Task directions:
Swap every "marker" in the rows below for "point" and write the rows out again with all else unchanged. Leave the pictures out.

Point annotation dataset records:
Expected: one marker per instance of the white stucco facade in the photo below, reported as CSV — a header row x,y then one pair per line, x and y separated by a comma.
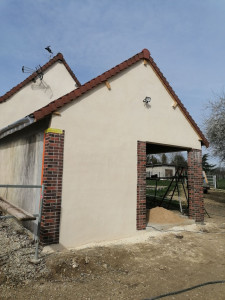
x,y
56,82
100,152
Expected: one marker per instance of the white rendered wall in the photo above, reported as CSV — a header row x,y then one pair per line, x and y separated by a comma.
x,y
56,82
100,159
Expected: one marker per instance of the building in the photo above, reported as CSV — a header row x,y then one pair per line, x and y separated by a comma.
x,y
160,170
89,146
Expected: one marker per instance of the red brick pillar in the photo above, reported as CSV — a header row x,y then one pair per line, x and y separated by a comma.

Exercise result:
Expected: one point per instance of the white stucco facade in the photo below, reported as CSV — a header row x,y then one pair per line, x and y separated by a comma.
x,y
56,82
100,152
Expected: one point per instance of the white rendered wall in the photo above, reported as CSV — a header row x,y then one pair per line, x and y separated by a comma.
x,y
56,82
100,159
Expected: one point per instance of the building in the photo above, reported as CSV — a header row x,y then one pair per line, x and y separated by a comma.
x,y
160,170
89,146
Expected: one point per instance of the red brick pillar in the photo above, reported as CSV — a header row x,y then one pair per line, x and y separated by a comma.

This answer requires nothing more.